O Brasil tem participação direta na crise mundial dos alimentos, com pouca terra e água escassa, de acordo com o economista Sérgio Schlesinger, autor do livro "O Grão que Cresceu Demais: a soja e seus impactos sobre a sociedade e o meio ambiente" e pesquisador do Projeto Brasil Sustentável e Democrático e da ONG Fase. Segundo ele, a tendência é que os biocombustíveis acabem disputando o mesmo território dos alimentos. Confira:

G1 - Ao incentivar a produção de biocombustíveis, o Brasil contribui para a inflação mundial do preço dos alimentos? Sergio Schlesinger - A minha opinião é que o Brasil contribui sim. O aumento do cultivo de produtos para os biocombustíveis é um dos fatores que contribuiu para essa alta dos alimentos. O Lula, por exemplo, disse que o preço dos alimentos está aumentando porque tem mais gente comendo. Isso é só parte da verdade.

G1 - Quais são as outras partes? Schlesinger - A terra está escassa, a água também, os biocombustíveis concorrem com os alimentos na disputa de território e de água.

Há outra questão, que é a produção de carne. Para produzir carne, você tem que utilizar um território enorme para produzir a ração animal. A questão do modelo de produção de carne é um problema que a humanidade vai ter que encarar. Tanto isso quanto o padrão de consumo dos alimentos. Tanto que você vê que os chineses, na época de Mao Tse Tung, que tinham seus padrões culturais, não passavam fome. Mas agora estão comendo cada vez mais carne. Isso está acontecendo também na Índia, na América latina. Nós mesmos estamos comendo mais frango.

G1 - Uma recente reportagem da revista "Time" fala em uma reação em cadeia gerada pela produção de biocombustíveis, com consequências para países como o Brasil. Ela começaria com a invasão do plantio de soja, que deixa de ser produzida dos EUA, por ter perdido espaço para o milho. A soja passa a ser plantada no espaço usado para criação de rebanho. E, sem lugar para criar o gado, os pecuaristas devastam a Amazônia para criar bois. O sr. Concorda com essa tese? Schlesinger - Esse é só um dos lados. Aqui no caso do Brasil, esse deslocamento também está acontecendo muito por conta da cana-de-açúcar. São Paulo é o estado que mais produz cana no Brasil. Nesse estado, cresce a plantação de cana e diminui todo o resto. E diminui muito a área de pastagem, porque a terra está muito valorizada e não fica mais apropriada para criar gado.

_REGISTROS_
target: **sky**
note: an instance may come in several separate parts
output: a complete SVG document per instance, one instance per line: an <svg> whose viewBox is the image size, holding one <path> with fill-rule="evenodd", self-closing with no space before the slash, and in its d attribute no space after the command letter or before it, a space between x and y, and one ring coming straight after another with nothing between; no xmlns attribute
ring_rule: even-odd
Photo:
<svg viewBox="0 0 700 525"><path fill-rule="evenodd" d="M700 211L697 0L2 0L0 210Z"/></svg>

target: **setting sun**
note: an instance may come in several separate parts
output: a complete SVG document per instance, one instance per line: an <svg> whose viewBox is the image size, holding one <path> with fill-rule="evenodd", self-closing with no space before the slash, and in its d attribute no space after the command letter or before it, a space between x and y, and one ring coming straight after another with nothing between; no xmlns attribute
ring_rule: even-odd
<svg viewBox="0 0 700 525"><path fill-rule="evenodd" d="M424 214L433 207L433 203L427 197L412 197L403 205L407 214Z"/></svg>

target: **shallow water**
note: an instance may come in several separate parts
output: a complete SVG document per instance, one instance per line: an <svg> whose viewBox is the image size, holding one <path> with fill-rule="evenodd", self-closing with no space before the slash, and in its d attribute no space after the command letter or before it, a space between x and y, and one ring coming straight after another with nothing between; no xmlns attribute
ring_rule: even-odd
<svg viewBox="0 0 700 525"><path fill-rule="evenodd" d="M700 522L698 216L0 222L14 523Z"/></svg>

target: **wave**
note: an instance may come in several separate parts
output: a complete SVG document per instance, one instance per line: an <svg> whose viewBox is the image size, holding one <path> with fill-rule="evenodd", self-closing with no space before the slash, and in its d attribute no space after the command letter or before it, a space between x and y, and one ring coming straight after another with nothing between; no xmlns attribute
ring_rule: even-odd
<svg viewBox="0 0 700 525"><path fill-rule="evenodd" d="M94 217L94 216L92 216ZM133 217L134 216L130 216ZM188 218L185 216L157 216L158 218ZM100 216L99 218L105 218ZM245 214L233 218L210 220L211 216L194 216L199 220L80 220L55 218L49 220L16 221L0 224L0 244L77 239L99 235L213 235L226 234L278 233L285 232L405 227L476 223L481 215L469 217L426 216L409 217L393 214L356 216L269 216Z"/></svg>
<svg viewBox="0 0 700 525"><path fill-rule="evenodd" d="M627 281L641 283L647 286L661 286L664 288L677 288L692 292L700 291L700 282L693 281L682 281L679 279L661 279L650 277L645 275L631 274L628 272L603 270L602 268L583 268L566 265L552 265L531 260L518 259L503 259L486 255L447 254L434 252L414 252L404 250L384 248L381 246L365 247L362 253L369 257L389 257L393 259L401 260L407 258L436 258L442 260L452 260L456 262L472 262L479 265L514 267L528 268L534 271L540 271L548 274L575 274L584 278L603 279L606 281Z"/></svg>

---

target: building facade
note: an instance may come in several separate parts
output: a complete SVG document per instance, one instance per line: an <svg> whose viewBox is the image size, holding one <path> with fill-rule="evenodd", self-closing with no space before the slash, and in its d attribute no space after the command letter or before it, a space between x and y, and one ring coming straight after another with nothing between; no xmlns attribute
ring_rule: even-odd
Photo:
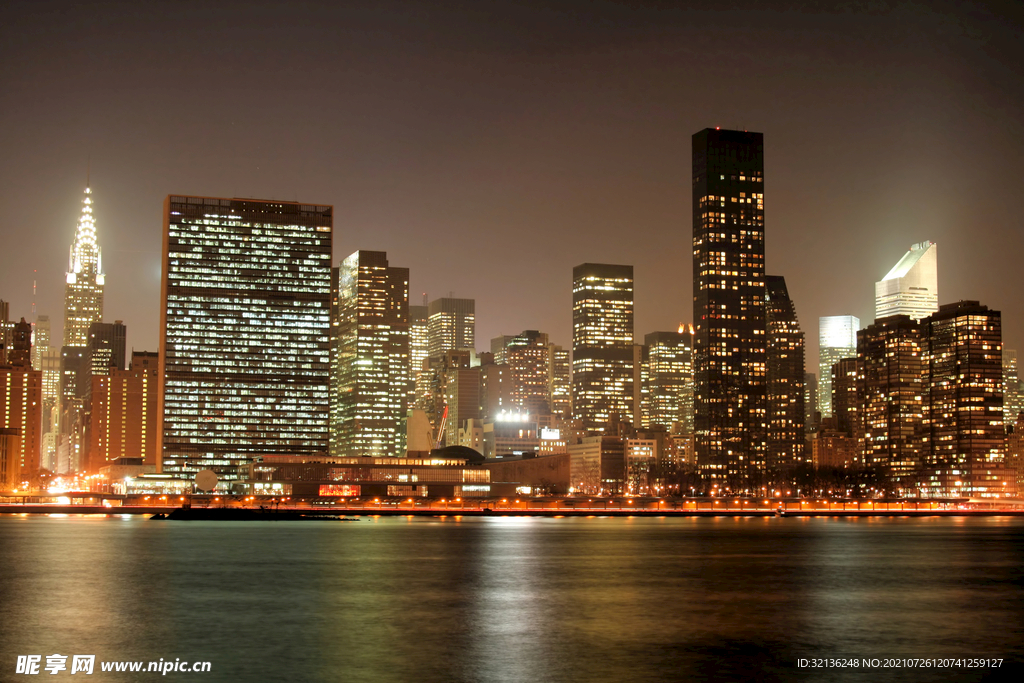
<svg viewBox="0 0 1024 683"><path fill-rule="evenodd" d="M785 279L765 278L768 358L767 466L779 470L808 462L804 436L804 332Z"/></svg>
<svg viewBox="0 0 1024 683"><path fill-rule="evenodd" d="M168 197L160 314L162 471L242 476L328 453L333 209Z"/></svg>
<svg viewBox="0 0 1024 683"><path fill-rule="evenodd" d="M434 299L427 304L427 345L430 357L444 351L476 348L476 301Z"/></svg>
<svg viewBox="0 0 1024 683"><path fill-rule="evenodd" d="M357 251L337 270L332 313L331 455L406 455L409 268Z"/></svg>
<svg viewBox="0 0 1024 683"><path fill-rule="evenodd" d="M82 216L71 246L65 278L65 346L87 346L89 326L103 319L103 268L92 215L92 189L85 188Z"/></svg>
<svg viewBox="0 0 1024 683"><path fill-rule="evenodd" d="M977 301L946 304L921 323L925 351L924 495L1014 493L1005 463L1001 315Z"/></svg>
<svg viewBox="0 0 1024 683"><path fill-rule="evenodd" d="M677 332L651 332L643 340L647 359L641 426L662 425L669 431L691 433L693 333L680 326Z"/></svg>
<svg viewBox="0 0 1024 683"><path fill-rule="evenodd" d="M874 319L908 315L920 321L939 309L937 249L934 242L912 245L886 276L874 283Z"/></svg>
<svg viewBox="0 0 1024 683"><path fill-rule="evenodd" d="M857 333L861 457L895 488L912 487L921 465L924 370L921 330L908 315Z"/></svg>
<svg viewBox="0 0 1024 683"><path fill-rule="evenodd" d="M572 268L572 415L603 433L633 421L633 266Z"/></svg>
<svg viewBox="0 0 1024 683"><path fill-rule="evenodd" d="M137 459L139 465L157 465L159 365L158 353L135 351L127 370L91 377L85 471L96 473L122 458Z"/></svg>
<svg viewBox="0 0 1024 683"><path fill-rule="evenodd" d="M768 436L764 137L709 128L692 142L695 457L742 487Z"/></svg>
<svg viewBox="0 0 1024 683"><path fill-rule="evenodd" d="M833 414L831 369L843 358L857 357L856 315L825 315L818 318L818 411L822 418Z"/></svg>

_PEDIDO_
De acordo com a entrevista sobre biocombustíveis, qual é o estado que mais produz cana no Brasil?

_RESPOSTA DO EXERCÍCIO_
São Paulo.